Assigned task: Return each entry word for word, without its pictures.

Saved data entries
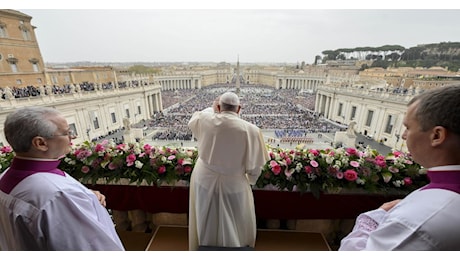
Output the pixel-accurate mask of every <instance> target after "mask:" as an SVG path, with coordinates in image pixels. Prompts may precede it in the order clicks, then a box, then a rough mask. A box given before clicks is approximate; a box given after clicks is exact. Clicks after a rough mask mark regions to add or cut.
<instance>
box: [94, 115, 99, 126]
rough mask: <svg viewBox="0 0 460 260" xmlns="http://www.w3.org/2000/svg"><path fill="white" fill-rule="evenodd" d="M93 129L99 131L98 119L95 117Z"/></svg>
mask: <svg viewBox="0 0 460 260" xmlns="http://www.w3.org/2000/svg"><path fill="white" fill-rule="evenodd" d="M93 125H94V129H99V119H98V118H97V117H95V118H94V120H93Z"/></svg>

Output of the exercise:
Output the pixel-accurate mask of every <instance> target after "mask:" as an SVG path, with coordinates in image pixels. Prompts may precede it in the order clicks, then a box, then a rough mask. A box given before clicks is approximate; a box given after clicks is exact. Clicks after a rough mask mark regions to add or cut.
<instance>
box: [94, 115, 99, 126]
rough mask: <svg viewBox="0 0 460 260" xmlns="http://www.w3.org/2000/svg"><path fill="white" fill-rule="evenodd" d="M93 129L99 131L98 119L95 117Z"/></svg>
mask: <svg viewBox="0 0 460 260" xmlns="http://www.w3.org/2000/svg"><path fill="white" fill-rule="evenodd" d="M93 125H94V129H99V119H98V118H97V117H95V118H94V120H93Z"/></svg>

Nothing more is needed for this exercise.